- [抜粋した文章]
● ● ● ● ● ● ●

10万年の世界経済史 上・下 グレゴリー・クラーク著/久保恵美子訳 ~知的興奮を覚える人類史最大の謎を巡る議論
世界には豊かな国と貧しい国があるが、1800年まで、1人当たりの所得が増大することはなかった。それは、豊かになれば人口が増大し、結局1人当たりの所得が増えることはないというマルサスの罠の状況にあったからだ。
本書はさらに、1800年の世界の人口の大半は、狩猟採集の石器時代の人々よりも貧しかったという。寿命や身長が伸びていないこと、1800年のほうが労働時間が長かったこと、食生活が単純だったことなどから、そういえると主張する。また、狩猟採集民の社会は平等に近かったが、農耕社会は不平等なので、庶民の生活水準は石器時代より低かったとも指摘する。

● ● ● ● ● ● ●

[画像内の位置指定データ]
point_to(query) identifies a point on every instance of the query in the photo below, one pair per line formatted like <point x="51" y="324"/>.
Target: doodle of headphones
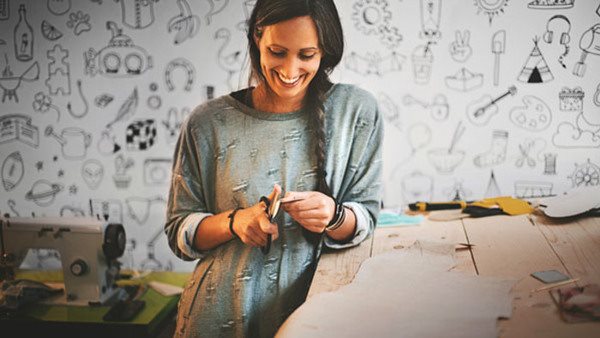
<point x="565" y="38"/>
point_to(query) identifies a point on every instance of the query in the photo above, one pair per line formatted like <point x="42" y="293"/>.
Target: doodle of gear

● ● ● ● ● ● ●

- [課題の内容]
上に掲げた世界経済史の本の書評を、最後の文に続けて書き進めなさい。

- [課題への解答]
スミスの『諸国民の富』も、不平等な文明社会のほうが狩猟採集社会よりも豊かなのは分業があるからだという指摘から始まっているのだから、この主張は意外なものである。しかし、著者はさまざまな例を挙げて、この主張を裏付けようとする。土地が広範にあれば、原始的な技術でも効率的な食糧生産が可能だという。また、現在では、多くの国はさらに貧しくなった。その理由は、近代医学の発達によって、生存に必要な物資が石器時代より少なくなり、このことが1800年に貧しかった国を、もっと貧しい国に追いやっているという。
では、マルサスの罠の時代がこれほどまでに長く続いたのはなぜか。罠からの脱出が英国で1800年ごろに始まったのはなぜか。「大いなる分岐」(一つの国の中の所得格差は縮小してきたのに、特定の国々が豊かになるにつれて世界の国の間の所得格差が拡大してきたこと)が起きたのはなぜか。
経済学者は、貧しい国々の社会制度に問題があるとしてきたが、この議論では「大いなる分岐」は説明できないと著者はいう。なぜなら、中世イングランドの制度は、財産の保障、税率の低さ、労働・資本・土地の市場化、物価の安定などの条件において、現在よりもむしろ優れていたからだ。だから、人々は基本的に同じであり、それを取り巻く制度が異なるからだという理論では、1人当たりの所得の上昇を説明できないという。また、世界には多くの社会があるのに、なぜすべての社会が効率を阻害するような制度を採用してきたのかという問いにも答えることはできないと指摘する。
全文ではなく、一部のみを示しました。